___ Records for the exercise

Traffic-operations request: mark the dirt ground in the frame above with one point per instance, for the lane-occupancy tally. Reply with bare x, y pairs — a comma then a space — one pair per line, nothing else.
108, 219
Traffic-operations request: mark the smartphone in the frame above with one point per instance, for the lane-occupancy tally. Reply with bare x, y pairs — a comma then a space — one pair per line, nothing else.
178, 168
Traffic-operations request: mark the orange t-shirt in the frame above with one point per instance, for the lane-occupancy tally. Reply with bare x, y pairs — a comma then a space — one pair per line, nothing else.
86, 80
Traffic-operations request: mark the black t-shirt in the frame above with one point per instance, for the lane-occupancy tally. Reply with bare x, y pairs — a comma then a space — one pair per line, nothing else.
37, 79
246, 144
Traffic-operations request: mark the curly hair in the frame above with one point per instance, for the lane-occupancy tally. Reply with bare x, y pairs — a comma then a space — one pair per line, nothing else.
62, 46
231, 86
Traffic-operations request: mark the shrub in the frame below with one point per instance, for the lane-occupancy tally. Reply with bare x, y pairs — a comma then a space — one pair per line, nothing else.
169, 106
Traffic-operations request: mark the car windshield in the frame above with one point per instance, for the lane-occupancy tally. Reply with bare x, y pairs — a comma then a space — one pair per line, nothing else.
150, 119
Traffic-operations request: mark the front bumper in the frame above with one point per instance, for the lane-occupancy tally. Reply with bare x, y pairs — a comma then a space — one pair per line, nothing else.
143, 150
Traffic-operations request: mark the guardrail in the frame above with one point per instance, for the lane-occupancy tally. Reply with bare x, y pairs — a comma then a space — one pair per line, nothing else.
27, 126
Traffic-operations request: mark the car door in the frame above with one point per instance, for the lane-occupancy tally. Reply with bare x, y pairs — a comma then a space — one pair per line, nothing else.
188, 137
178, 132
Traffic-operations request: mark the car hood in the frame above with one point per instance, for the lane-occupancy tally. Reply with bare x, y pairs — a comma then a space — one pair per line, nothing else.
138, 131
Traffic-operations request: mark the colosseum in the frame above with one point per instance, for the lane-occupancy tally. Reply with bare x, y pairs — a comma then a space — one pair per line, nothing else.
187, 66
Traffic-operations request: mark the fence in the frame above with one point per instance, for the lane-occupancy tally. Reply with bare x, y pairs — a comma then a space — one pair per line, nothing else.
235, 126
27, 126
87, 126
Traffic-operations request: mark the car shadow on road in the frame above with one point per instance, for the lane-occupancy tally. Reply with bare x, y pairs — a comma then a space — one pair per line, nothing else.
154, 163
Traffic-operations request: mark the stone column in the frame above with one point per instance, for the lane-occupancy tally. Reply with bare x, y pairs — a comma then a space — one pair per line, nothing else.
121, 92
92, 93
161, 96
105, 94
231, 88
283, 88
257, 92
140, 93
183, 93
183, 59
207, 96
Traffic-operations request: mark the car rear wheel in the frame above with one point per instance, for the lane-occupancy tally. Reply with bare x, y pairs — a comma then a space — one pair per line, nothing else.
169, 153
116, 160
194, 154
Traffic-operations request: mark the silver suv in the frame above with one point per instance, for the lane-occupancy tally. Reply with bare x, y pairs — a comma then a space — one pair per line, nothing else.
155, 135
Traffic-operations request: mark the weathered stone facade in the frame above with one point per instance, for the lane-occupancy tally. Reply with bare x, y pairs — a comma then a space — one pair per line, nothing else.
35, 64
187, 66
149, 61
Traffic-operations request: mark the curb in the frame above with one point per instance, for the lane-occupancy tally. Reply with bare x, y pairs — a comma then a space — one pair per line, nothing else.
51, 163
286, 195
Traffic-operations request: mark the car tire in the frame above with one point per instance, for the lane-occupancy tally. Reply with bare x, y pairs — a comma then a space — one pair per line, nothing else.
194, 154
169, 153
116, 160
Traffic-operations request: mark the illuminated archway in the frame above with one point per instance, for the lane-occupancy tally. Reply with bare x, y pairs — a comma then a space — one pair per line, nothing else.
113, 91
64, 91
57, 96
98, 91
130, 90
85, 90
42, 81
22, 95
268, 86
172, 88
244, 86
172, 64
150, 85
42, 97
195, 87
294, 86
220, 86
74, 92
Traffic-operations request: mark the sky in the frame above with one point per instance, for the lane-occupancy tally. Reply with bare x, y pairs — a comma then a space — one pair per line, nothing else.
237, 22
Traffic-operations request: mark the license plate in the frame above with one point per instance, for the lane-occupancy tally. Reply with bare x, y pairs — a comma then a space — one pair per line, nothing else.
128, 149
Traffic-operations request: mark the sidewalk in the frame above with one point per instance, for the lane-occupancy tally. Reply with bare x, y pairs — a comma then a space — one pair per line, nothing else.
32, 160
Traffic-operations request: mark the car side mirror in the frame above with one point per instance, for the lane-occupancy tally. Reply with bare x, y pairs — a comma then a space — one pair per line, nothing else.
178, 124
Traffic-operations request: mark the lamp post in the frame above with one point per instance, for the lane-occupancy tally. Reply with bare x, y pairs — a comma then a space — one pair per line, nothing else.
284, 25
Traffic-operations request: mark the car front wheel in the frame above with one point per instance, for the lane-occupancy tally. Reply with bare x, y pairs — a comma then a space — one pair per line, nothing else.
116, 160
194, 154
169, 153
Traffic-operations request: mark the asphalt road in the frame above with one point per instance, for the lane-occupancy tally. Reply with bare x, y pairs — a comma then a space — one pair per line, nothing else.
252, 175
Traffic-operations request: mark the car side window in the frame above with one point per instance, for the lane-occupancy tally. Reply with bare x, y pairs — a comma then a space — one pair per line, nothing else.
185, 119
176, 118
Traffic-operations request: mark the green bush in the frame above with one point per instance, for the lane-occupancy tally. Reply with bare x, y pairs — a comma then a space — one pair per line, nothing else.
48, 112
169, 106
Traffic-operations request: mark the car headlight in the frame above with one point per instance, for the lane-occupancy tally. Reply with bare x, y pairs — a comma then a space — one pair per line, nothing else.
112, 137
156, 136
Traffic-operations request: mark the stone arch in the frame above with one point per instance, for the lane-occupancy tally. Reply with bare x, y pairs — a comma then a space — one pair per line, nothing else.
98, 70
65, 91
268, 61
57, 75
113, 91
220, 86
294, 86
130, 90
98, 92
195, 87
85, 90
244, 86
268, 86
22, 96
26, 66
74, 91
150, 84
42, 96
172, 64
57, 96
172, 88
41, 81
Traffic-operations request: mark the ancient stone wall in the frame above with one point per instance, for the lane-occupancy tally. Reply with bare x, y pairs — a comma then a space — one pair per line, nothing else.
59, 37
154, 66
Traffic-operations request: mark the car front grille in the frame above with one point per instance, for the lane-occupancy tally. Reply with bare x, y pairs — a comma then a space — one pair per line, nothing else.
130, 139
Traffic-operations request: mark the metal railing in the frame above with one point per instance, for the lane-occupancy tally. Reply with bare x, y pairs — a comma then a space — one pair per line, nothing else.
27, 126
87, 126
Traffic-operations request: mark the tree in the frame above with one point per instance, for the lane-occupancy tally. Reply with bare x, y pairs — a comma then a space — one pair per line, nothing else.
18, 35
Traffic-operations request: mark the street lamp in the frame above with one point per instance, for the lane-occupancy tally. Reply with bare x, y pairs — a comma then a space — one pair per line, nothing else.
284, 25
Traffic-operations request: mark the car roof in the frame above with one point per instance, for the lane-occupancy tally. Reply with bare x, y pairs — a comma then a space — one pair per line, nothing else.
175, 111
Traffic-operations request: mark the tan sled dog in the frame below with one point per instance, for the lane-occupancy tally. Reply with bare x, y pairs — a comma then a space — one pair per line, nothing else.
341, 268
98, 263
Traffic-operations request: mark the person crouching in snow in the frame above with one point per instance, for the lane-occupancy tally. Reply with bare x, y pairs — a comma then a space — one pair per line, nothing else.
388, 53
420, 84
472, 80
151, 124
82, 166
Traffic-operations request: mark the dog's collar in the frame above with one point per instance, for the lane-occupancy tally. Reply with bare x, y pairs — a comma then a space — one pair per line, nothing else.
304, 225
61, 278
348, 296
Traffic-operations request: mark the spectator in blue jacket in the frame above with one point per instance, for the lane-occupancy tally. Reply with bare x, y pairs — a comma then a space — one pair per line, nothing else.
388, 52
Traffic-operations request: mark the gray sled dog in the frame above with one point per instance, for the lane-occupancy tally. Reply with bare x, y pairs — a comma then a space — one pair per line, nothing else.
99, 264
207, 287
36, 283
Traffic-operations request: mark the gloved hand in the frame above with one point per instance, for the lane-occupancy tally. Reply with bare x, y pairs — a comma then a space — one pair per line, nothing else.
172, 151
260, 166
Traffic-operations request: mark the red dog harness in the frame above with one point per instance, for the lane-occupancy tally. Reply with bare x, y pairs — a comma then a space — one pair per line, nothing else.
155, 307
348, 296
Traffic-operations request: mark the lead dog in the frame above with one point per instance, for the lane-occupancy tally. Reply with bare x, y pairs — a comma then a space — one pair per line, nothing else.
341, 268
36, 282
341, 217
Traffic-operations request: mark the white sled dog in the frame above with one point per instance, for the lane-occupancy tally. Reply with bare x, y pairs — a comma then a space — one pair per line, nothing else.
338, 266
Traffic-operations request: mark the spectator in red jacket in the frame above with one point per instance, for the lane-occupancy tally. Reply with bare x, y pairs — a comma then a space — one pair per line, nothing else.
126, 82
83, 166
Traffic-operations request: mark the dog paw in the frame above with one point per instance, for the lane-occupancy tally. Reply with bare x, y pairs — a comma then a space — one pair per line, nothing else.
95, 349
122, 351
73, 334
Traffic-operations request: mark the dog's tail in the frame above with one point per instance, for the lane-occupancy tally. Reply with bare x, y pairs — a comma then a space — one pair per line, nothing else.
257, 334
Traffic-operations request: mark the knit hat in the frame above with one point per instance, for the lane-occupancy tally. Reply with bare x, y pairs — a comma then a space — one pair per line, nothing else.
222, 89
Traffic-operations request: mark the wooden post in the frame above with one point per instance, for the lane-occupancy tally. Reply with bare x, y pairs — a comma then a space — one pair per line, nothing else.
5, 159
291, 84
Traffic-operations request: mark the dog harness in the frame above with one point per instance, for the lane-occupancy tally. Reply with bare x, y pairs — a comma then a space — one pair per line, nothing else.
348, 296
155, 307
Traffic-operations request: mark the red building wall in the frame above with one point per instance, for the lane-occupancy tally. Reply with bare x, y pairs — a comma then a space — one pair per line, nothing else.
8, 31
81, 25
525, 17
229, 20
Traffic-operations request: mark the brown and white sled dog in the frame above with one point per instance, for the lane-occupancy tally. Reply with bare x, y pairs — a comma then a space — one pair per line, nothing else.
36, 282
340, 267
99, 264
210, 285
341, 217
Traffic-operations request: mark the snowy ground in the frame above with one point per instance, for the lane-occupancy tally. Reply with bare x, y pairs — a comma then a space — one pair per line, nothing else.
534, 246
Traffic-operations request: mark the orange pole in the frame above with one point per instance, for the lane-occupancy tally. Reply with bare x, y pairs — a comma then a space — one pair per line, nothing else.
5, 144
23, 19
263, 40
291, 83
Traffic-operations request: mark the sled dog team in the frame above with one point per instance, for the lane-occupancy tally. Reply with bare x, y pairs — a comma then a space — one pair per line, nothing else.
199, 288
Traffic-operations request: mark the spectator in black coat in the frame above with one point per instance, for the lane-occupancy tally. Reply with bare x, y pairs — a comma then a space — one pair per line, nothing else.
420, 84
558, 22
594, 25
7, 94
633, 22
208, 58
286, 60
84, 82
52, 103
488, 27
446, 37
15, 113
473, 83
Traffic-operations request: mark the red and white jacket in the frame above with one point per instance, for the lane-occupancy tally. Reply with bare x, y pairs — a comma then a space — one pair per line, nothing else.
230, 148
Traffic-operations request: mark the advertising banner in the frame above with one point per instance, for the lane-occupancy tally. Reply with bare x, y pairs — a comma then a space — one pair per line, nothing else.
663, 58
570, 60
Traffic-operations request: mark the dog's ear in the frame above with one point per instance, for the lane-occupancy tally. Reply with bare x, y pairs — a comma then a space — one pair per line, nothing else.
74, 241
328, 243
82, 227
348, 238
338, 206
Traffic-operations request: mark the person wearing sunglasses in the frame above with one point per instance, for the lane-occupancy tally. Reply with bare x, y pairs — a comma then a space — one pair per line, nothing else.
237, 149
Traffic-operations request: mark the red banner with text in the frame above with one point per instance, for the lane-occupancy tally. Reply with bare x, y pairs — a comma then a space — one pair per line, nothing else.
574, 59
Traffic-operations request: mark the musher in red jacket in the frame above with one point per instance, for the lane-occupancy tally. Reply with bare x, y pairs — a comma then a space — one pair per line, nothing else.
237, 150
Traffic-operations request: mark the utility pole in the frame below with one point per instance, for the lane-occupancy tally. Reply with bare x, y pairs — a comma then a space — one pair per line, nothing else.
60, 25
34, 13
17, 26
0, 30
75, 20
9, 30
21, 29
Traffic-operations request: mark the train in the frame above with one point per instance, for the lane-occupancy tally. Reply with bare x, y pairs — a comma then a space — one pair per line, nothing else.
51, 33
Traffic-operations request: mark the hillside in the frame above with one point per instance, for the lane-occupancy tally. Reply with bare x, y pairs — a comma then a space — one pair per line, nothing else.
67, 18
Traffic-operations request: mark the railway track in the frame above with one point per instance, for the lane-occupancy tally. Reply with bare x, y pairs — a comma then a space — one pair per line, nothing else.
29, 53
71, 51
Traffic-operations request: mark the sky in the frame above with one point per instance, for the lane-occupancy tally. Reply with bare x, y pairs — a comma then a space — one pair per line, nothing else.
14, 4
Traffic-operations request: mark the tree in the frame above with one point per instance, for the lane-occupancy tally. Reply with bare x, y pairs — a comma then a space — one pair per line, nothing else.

______

▶ **Short exercise**: Can you write out everything from the line containing "Traffic-operations request: mark the train" down to the last of these lines again, switching "tally" to "count" and keeping all else unchanged?

▶ **Exercise answer**:
Traffic-operations request: mark the train in the frame above with one point per instance, for the lane-occupancy count. Reply with bare x, y pairs — a comma then a space — one pair per line, nothing else.
51, 33
Traffic-operations request: mark the hillside in the frame above with one point per instance, for the lane-occupancy count. Reply with bare x, y pairs — a comma then a space — one pair per line, nothing else.
67, 18
Traffic-operations request: mark the railway track in the frame above with one point per instance, for the lane-occupancy count. Reply with bare x, y pairs — a comma then a space — one pair per line, nothing else.
29, 53
71, 51
Traffic-operations request: mark the sky in the frame above with one point per instance, for the lane-occupancy count. Reply with bare x, y pairs — a comma then a space — one pair per line, nothing else.
14, 4
Traffic-operations request: mark the tree in the frame above with one point per instance, for the lane-occupancy count. Reply with bare x, y pairs — a comma then a space — one pair per line, nothing else.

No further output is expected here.